EXERCISE GOAL:
Retype all of the data below exactly, leaving out the pictures.

EXERCISE DATA:
————
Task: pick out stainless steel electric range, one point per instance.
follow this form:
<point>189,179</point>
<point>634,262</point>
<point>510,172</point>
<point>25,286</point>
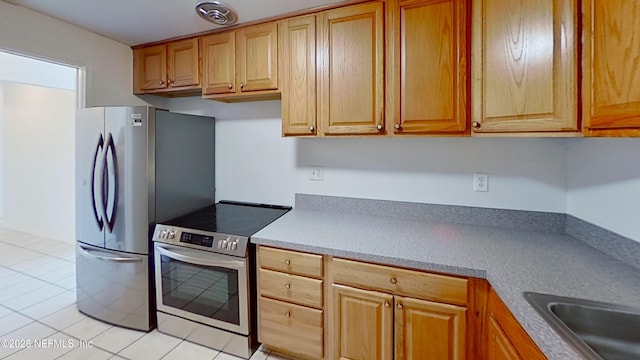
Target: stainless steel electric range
<point>204,272</point>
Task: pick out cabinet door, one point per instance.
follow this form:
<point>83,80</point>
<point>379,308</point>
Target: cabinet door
<point>524,66</point>
<point>257,57</point>
<point>151,67</point>
<point>500,348</point>
<point>428,86</point>
<point>298,46</point>
<point>219,63</point>
<point>183,63</point>
<point>351,45</point>
<point>611,74</point>
<point>362,324</point>
<point>429,330</point>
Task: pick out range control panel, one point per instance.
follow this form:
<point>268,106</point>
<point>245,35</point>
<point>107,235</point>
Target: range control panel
<point>215,242</point>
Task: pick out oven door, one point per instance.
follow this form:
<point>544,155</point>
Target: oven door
<point>202,286</point>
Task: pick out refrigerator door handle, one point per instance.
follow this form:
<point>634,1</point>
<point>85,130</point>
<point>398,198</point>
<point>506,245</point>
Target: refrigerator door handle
<point>88,253</point>
<point>110,200</point>
<point>94,198</point>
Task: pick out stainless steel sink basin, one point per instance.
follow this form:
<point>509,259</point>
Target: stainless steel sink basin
<point>597,330</point>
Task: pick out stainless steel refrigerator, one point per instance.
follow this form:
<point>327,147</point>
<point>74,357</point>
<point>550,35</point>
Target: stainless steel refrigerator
<point>135,166</point>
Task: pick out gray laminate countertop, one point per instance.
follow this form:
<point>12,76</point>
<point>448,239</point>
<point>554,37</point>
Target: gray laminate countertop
<point>512,260</point>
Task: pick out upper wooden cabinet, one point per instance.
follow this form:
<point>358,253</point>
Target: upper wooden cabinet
<point>611,67</point>
<point>351,70</point>
<point>428,63</point>
<point>524,66</point>
<point>298,72</point>
<point>242,64</point>
<point>173,67</point>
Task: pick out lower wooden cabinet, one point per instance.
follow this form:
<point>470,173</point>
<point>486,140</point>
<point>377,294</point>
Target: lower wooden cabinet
<point>294,329</point>
<point>291,313</point>
<point>376,325</point>
<point>362,324</point>
<point>506,339</point>
<point>429,330</point>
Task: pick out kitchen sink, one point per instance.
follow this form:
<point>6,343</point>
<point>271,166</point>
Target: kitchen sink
<point>597,330</point>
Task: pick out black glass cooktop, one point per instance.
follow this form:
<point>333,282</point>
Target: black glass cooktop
<point>230,217</point>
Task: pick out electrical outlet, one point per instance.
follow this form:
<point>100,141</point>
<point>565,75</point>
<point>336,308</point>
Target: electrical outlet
<point>480,182</point>
<point>317,173</point>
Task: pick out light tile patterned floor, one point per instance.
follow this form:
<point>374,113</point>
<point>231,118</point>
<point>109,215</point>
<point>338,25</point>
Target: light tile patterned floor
<point>37,303</point>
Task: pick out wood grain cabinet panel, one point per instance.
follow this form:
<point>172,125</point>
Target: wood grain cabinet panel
<point>292,288</point>
<point>170,68</point>
<point>219,63</point>
<point>151,68</point>
<point>292,262</point>
<point>506,338</point>
<point>362,324</point>
<point>183,63</point>
<point>298,63</point>
<point>399,281</point>
<point>257,57</point>
<point>524,66</point>
<point>428,66</point>
<point>293,329</point>
<point>429,330</point>
<point>499,347</point>
<point>611,73</point>
<point>351,70</point>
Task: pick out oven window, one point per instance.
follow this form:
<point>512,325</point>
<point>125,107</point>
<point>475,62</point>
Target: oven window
<point>204,290</point>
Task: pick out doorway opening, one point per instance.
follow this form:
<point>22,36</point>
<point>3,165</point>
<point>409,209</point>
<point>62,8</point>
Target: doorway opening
<point>38,99</point>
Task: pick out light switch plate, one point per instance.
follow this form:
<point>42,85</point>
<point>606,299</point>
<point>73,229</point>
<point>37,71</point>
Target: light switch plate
<point>481,182</point>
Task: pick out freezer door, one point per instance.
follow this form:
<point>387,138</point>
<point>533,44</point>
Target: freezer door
<point>128,179</point>
<point>90,143</point>
<point>114,287</point>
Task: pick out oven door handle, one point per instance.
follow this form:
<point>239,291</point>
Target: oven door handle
<point>210,259</point>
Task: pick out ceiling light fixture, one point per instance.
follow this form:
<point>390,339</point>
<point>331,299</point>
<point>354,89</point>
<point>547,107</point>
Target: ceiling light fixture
<point>216,12</point>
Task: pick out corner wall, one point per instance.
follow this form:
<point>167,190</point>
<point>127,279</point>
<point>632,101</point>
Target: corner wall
<point>603,178</point>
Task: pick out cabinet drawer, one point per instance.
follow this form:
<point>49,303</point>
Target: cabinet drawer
<point>398,281</point>
<point>291,262</point>
<point>293,288</point>
<point>291,328</point>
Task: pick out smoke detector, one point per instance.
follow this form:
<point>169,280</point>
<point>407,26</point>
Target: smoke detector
<point>216,12</point>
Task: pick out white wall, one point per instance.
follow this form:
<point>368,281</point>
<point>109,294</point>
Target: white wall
<point>38,169</point>
<point>108,64</point>
<point>1,157</point>
<point>604,183</point>
<point>254,163</point>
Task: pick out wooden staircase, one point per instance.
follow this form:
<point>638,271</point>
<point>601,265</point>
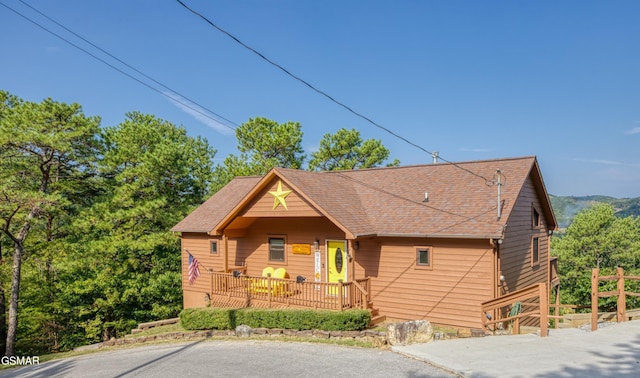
————
RESULT FOR THIS EXERCISE:
Task: pick out stainless steel electric range, one point per instance.
follow this form:
<point>189,179</point>
<point>634,262</point>
<point>510,172</point>
<point>25,286</point>
Target: stainless steel electric range
<point>204,272</point>
Task: pick out cabinet door, one point per instance.
follow this form:
<point>83,80</point>
<point>379,308</point>
Target: cabinet door
<point>524,66</point>
<point>257,57</point>
<point>151,67</point>
<point>500,348</point>
<point>428,86</point>
<point>298,46</point>
<point>219,63</point>
<point>183,63</point>
<point>351,45</point>
<point>611,74</point>
<point>362,324</point>
<point>429,330</point>
Task: pick out range control panel, one point per instance.
follow this form:
<point>268,106</point>
<point>245,35</point>
<point>107,235</point>
Target: range control panel
<point>215,242</point>
Task: pick out oven door, one point per instance.
follow this form:
<point>544,155</point>
Target: oven door
<point>202,286</point>
Task: pick out refrigerator door handle, one point per instance.
follow this form:
<point>634,1</point>
<point>85,130</point>
<point>398,198</point>
<point>506,245</point>
Target: refrigerator door handle
<point>88,253</point>
<point>110,200</point>
<point>94,198</point>
Task: pick out stainless steel sink basin, one point per instance.
follow this form:
<point>509,259</point>
Target: stainless steel sink basin
<point>597,330</point>
Task: pick out stainless steel refrigerator, one point per instance.
follow this form:
<point>327,147</point>
<point>74,357</point>
<point>550,35</point>
Target: stainless steel refrigerator
<point>135,166</point>
Task: pick out gray laminate countertop, one point per instance.
follow this form:
<point>12,76</point>
<point>448,239</point>
<point>554,37</point>
Target: gray laminate countertop
<point>512,260</point>
Task: pick out upper wooden cabinet, one point per instance.
follow this form:
<point>358,253</point>
Target: upper wooden cabinet
<point>611,67</point>
<point>351,70</point>
<point>428,63</point>
<point>524,66</point>
<point>298,72</point>
<point>242,64</point>
<point>173,67</point>
Task: pick out lower wooden cabinet, one point per instance.
follow this form:
<point>470,173</point>
<point>486,140</point>
<point>377,294</point>
Target: lower wooden cabinet
<point>294,329</point>
<point>291,313</point>
<point>376,325</point>
<point>362,324</point>
<point>506,339</point>
<point>429,330</point>
Task: pick out kitchen sink, one point per instance.
follow this form:
<point>6,343</point>
<point>271,166</point>
Target: kitchen sink
<point>597,330</point>
Task: pick out black glass cooktop, one point per instance.
follow this form:
<point>333,282</point>
Target: black glass cooktop
<point>230,217</point>
Task: pick out electrical outlet, one point per instance.
follow this form:
<point>100,141</point>
<point>565,75</point>
<point>336,308</point>
Target: electrical outlet
<point>480,182</point>
<point>317,173</point>
Task: pick out light tile patterned floor, one point per instance.
follow this form:
<point>374,113</point>
<point>231,118</point>
<point>109,215</point>
<point>338,25</point>
Target: light tile patterned floor
<point>37,303</point>
Task: pick out wood grain cabinet panel, one point per instance.
follow this form:
<point>172,125</point>
Target: wood grain cabinet panel
<point>292,288</point>
<point>170,68</point>
<point>219,63</point>
<point>151,68</point>
<point>292,262</point>
<point>506,338</point>
<point>362,324</point>
<point>183,63</point>
<point>298,63</point>
<point>399,281</point>
<point>257,57</point>
<point>524,66</point>
<point>428,66</point>
<point>293,329</point>
<point>429,330</point>
<point>499,347</point>
<point>611,73</point>
<point>351,70</point>
Task: pick out oven window, one point per instance.
follow this form:
<point>512,325</point>
<point>125,107</point>
<point>475,62</point>
Target: oven window
<point>204,290</point>
Task: pick out doorway opening, one point per instance.
follow this form:
<point>22,36</point>
<point>3,165</point>
<point>409,209</point>
<point>62,8</point>
Target: doorway opening
<point>38,99</point>
Task: pick out light switch plate, one point per instance.
follow this form:
<point>42,85</point>
<point>606,299</point>
<point>73,229</point>
<point>37,71</point>
Target: light switch plate
<point>481,182</point>
Task: pick out freezer door, one point per instance.
follow this form:
<point>387,138</point>
<point>533,44</point>
Target: freezer door
<point>128,179</point>
<point>90,143</point>
<point>114,287</point>
Task: pick out oven door handle, one point per instance.
follow this form:
<point>239,291</point>
Target: oven door handle
<point>210,259</point>
Task: pick out ceiling light fixture, one point per instance.
follow this form:
<point>390,339</point>
<point>331,299</point>
<point>354,89</point>
<point>547,107</point>
Target: ceiling light fixture
<point>216,12</point>
Task: pick out corner wall, one point per instance.
follow this form:
<point>167,190</point>
<point>127,279</point>
<point>632,101</point>
Target: corner wall
<point>603,178</point>
Task: pick out cabinet drawer, one point per instance.
follow this form:
<point>49,303</point>
Target: cabinet drawer
<point>398,281</point>
<point>291,262</point>
<point>293,288</point>
<point>291,328</point>
Task: pick out smoke detector, one point per instance.
follow this form:
<point>169,280</point>
<point>407,26</point>
Target: smoke detector
<point>216,12</point>
Task: pick out white wall, one point per instance.
follow this form:
<point>368,281</point>
<point>109,294</point>
Target: white wall
<point>38,169</point>
<point>108,64</point>
<point>1,157</point>
<point>604,183</point>
<point>254,163</point>
Task: pick out wooden staircase, one point per instance.
follow this form:
<point>638,271</point>
<point>601,265</point>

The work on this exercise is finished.